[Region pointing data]
------------------------------------------------------------------------

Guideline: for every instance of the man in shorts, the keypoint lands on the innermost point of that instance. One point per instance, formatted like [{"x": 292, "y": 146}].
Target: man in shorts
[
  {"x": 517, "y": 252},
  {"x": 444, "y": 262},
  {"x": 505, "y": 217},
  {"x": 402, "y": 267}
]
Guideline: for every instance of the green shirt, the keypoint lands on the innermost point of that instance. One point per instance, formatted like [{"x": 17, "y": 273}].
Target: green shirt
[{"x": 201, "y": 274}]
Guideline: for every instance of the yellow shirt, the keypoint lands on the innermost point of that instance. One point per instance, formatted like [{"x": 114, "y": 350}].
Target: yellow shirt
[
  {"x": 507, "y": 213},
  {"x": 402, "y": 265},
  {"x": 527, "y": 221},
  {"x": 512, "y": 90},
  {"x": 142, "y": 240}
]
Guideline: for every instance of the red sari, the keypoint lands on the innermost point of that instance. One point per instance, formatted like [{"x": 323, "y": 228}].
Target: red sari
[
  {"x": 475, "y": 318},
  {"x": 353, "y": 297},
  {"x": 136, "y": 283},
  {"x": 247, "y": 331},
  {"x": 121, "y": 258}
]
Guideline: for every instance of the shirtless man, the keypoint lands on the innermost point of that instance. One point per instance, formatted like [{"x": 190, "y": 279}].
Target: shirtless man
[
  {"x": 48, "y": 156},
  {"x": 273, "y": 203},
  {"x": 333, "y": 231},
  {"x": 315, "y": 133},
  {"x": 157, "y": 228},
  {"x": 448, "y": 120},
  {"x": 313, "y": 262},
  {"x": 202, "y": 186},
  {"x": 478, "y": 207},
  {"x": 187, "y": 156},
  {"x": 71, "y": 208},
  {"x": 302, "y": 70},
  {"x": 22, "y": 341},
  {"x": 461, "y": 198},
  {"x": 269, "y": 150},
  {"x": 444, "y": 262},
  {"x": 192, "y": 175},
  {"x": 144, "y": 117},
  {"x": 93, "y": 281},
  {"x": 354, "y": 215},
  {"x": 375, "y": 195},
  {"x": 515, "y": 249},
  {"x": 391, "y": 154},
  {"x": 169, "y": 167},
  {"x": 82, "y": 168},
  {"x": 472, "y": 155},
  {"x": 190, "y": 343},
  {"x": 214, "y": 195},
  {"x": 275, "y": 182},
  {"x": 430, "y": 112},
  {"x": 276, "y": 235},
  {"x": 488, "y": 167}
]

------------------------------------------------------------------------

■ AIM OF THE EXERCISE
Exactly as they are written, print the entries again.

■ EXERCISE ANSWER
Guideline: for every instance of the man in shorts, the keypoint lands on the innermost point of that instance. One point per instance, formatted like [{"x": 292, "y": 146}].
Target: man in shorts
[
  {"x": 517, "y": 252},
  {"x": 444, "y": 262},
  {"x": 505, "y": 217},
  {"x": 402, "y": 267}
]
Guideline: for every instance of the green shirt, the keypoint lands on the innermost point of that instance. One point per instance, formatted like [{"x": 17, "y": 273}].
Target: green shirt
[{"x": 201, "y": 274}]
Guideline: for every instance of the yellow shirt, the keypoint lands on the innermost point of that instance. One point per instance, formatted like [{"x": 114, "y": 350}].
Target: yellow shirt
[
  {"x": 507, "y": 213},
  {"x": 402, "y": 265},
  {"x": 527, "y": 221},
  {"x": 512, "y": 90},
  {"x": 142, "y": 240}
]
Guideline: for every instance of the red sari, the keypoint lands on the innermost point of that instance. One point per instance, formatted like [{"x": 323, "y": 228}].
Target: red sari
[
  {"x": 475, "y": 318},
  {"x": 353, "y": 297},
  {"x": 136, "y": 283},
  {"x": 247, "y": 331},
  {"x": 121, "y": 258}
]
Guideline: for every instance of the shirtless man, the keypoint lands on the innermost point of that instance. One point per instance, formatted like [{"x": 190, "y": 279}].
Target: shirtless man
[
  {"x": 48, "y": 156},
  {"x": 273, "y": 203},
  {"x": 333, "y": 231},
  {"x": 315, "y": 133},
  {"x": 157, "y": 228},
  {"x": 448, "y": 120},
  {"x": 313, "y": 262},
  {"x": 202, "y": 186},
  {"x": 478, "y": 207},
  {"x": 187, "y": 156},
  {"x": 71, "y": 208},
  {"x": 302, "y": 70},
  {"x": 22, "y": 341},
  {"x": 461, "y": 198},
  {"x": 269, "y": 150},
  {"x": 444, "y": 262},
  {"x": 192, "y": 175},
  {"x": 144, "y": 117},
  {"x": 93, "y": 281},
  {"x": 354, "y": 215},
  {"x": 375, "y": 195},
  {"x": 515, "y": 249},
  {"x": 391, "y": 154},
  {"x": 169, "y": 167},
  {"x": 82, "y": 168},
  {"x": 472, "y": 155},
  {"x": 190, "y": 343},
  {"x": 214, "y": 195},
  {"x": 275, "y": 182},
  {"x": 430, "y": 112},
  {"x": 276, "y": 235},
  {"x": 488, "y": 167}
]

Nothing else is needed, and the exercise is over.